▸ WORK REQUIRED: Copy out the records word for word, from the line containing "pin: gravel in" through the end of the records, both ends included.
---------- RECORDS FOR THIS EXERCISE ----------
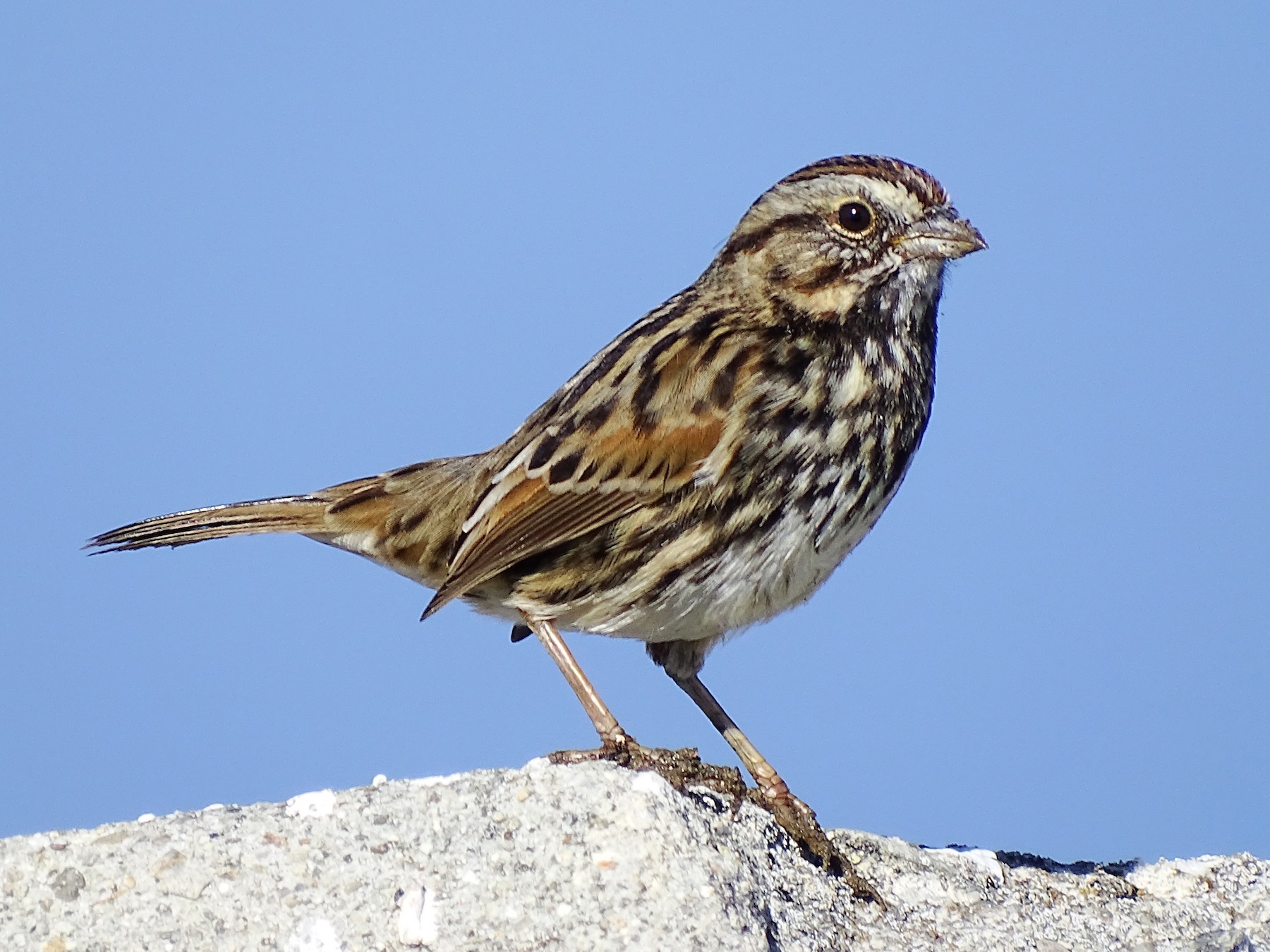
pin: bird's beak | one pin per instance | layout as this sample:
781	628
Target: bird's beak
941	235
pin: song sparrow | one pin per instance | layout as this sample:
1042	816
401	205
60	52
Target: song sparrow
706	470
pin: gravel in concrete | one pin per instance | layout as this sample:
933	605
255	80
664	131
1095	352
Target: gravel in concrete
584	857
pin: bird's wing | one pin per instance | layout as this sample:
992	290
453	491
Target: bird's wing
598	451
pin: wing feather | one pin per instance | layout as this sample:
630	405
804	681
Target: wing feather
----------
▸ REPLY:
pin: gravel in concrete | one pin per instance | layout as this sample:
933	605
255	80
664	131
1095	352
Target: gravel in concrete
584	857
pin: bird's wing | one pin per instance | layout as this sample:
992	290
453	491
Target: bird's wing
598	451
pin: wing feather | one pin per instance | layout as this sample:
630	405
804	681
Target: wing feather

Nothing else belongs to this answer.